• **Given instruction**
Give the listing lines between the line holding "Ground the white comforter now." and the line holding "[336,163,431,210]", inclusive, as a Markdown table with the columns No. and Entry. Put the row number under No., put the line under Entry, and leave out blank lines.

• **Records supplied**
┌──
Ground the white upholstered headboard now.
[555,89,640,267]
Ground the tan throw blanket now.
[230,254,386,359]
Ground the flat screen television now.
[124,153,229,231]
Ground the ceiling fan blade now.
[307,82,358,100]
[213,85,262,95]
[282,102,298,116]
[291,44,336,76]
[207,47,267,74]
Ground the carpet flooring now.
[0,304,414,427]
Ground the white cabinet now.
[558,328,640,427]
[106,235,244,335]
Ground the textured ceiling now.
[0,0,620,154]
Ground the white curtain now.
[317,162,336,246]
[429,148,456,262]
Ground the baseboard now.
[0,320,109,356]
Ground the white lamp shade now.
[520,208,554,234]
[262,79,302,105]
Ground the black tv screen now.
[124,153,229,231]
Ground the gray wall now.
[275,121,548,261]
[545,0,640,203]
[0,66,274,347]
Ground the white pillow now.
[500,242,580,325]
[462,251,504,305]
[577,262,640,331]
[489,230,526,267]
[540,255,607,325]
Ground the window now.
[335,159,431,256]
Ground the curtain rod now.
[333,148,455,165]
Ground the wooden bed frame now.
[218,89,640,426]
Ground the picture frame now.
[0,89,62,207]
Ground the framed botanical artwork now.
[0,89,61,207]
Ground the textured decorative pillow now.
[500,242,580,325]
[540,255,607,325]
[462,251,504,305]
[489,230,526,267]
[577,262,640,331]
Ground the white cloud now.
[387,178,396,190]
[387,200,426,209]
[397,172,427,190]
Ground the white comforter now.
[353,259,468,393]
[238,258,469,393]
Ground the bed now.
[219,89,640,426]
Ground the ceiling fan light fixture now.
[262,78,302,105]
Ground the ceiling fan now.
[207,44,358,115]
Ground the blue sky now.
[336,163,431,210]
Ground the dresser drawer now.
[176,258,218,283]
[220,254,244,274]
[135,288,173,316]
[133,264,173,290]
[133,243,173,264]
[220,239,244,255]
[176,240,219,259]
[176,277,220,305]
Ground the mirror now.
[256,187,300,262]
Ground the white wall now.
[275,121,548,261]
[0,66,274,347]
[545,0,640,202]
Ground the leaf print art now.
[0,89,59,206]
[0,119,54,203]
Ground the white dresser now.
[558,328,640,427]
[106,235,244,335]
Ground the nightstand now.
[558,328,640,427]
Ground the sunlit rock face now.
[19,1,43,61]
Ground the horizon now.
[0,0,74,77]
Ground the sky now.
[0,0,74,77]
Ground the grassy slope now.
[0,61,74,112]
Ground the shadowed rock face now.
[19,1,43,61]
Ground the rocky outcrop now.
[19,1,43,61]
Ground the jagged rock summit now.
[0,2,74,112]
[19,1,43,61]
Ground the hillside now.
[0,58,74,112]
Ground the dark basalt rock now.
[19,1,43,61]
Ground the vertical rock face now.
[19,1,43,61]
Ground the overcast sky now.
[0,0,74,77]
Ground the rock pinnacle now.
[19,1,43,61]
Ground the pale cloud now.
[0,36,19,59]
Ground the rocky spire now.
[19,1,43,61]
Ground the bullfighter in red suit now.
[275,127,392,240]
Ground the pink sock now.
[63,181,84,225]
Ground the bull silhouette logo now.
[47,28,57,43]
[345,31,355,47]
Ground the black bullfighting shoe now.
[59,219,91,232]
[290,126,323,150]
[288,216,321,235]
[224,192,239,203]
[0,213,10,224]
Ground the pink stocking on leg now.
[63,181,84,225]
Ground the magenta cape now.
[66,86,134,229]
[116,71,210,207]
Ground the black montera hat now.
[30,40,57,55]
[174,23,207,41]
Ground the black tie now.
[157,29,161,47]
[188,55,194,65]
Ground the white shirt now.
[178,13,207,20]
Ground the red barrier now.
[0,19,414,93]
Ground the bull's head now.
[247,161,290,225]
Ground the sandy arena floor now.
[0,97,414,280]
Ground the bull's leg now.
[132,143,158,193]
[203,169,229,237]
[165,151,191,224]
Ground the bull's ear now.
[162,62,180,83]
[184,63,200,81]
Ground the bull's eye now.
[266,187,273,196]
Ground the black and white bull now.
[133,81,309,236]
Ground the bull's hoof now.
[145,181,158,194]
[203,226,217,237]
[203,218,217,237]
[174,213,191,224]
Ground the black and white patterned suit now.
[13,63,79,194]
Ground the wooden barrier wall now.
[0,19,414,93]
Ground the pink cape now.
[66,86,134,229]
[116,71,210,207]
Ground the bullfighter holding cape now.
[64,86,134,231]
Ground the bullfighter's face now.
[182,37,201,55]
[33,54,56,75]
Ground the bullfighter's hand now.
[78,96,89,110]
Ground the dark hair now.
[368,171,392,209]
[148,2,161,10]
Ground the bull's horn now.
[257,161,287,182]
└──
• **Reply**
| No. | Entry |
|---|---|
| 1 | Ground the white comforter now. |
| 2 | [353,259,468,393] |
| 3 | [238,258,469,393] |
| 4 | Ground the bed now. |
| 5 | [219,89,640,426] |
| 6 | Ground the ceiling fan light fixture now. |
| 7 | [262,78,302,105] |
| 8 | Ground the ceiling fan now. |
| 9 | [207,44,358,115] |
| 10 | Ground the blue sky now. |
| 11 | [336,163,431,210] |